Extract provided:
..........

Bone grafting is a surgical procedure that transplants bone tissue to repair bones damaged by trauma, disease, or congenital defects. This process provides a framework for new bone growth and helps restore structural integrity to the skeletal system. The transplanted bone can be sourced from the patient’s own body (autograft), a donor (allograft), or synthetic materials.
Defining the Tricortical Iliac Crest Graft
A tricortical iliac crest bone graft is a type of autograft, meaning it is harvested from the patient’s own body. The term “iliac crest” refers to the curved, superior border of the ilium, the largest bone of the pelvis. This area is a frequent donor site because it contains a rich supply of bone that is relatively easy to access.
The graft is called “tricortical” because it includes three layers of bone tissue. It is composed of a dense outer cortical layer, a spongy inner cancellous layer, and a second dense cortical layer. The two hard, outer layers provide immediate structural support, while the inner cancellous bone is rich in marrow and the cells that form new bone. This combination of structural support and regenerative capacity makes the graft highly effective.

..........

Extracted records
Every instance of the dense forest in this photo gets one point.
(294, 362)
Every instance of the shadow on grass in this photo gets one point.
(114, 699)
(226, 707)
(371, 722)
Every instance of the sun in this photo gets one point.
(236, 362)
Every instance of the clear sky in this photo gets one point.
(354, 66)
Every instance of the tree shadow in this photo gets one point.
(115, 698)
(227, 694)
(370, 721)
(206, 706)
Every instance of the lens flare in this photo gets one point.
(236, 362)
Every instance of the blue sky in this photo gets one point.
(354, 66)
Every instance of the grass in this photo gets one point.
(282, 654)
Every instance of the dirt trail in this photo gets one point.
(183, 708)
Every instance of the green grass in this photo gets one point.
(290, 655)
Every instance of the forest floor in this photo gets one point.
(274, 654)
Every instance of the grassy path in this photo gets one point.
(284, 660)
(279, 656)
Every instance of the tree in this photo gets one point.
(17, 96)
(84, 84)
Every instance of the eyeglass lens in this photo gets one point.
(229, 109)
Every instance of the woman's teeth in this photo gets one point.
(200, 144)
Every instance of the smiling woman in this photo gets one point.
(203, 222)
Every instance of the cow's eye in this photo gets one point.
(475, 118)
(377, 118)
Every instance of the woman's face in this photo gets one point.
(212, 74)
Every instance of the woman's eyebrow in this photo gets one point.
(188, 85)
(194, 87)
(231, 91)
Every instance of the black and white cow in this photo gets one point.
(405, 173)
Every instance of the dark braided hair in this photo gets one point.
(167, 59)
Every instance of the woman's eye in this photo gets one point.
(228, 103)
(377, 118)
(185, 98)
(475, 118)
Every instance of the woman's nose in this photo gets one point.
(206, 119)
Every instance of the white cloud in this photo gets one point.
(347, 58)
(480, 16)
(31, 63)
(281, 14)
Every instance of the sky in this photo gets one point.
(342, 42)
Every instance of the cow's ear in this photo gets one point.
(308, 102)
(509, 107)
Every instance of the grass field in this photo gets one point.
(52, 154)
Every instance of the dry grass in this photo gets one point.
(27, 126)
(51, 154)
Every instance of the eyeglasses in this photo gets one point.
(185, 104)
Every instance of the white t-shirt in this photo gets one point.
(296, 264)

..........

Exercises to complete:
• a. According to the passage on bone grafting, why is the iliac crest a frequent donor site?
• b. Pick up the passage on bone grafting after its last sentence and carry it forward.

Results for the exercise:
• a. It contains a rich supply of bone that is relatively easy to access.

• b.
Common Clinical Applications
This graft is used in surgeries where both structural support and active bone healing are required. One of the most frequent uses is in spinal fusion, particularly in the neck. In an anterior cervical discectomy and fusion (ACDF), a damaged disc is removed, and the graft is inserted between the vertebrae to maintain space and facilitate the fusion of the two bones into a single, stable unit.
The graft is also used in dental and maxillofacial surgery for jawbone reconstruction after trauma, tumor removal, or to augment the alveolar ridge, which is the bone that supports the teeth. If a patient has insufficient bone mass for dental implants, a tricortical graft can build up the area to provide a solid foundation for them.
Orthopedic trauma is another area of application. The graft repairs complex fractures with significant bone loss or addresses non-unions, which are fractures that have failed to heal. The structural strength of the graft provides immediate stability, while its biological components encourage the bone to heal.
The Graft Harvesting Procedure
Harvesting the graft begins with positioning the patient, often face-up with a bolster under the hip to make the iliac crest more prominent. After prepping the surgical site, an incision is made along the iliac crest. The incision starts about 2 to 3 centimeters behind the anterior superior iliac spine (the bony prominence at the front of the hip) to avoid nerve injury.
The surgeon dissects through soft tissue to expose the bony crest. The fascia, a thin casing of connective tissue, is opened to reveal the top of the ilium. To protect surrounding tissues, muscle attachments are stripped from the bone’s surface in a subperiosteal fashion, where the periosteum (the membrane covering the bone) is lifted with the muscle.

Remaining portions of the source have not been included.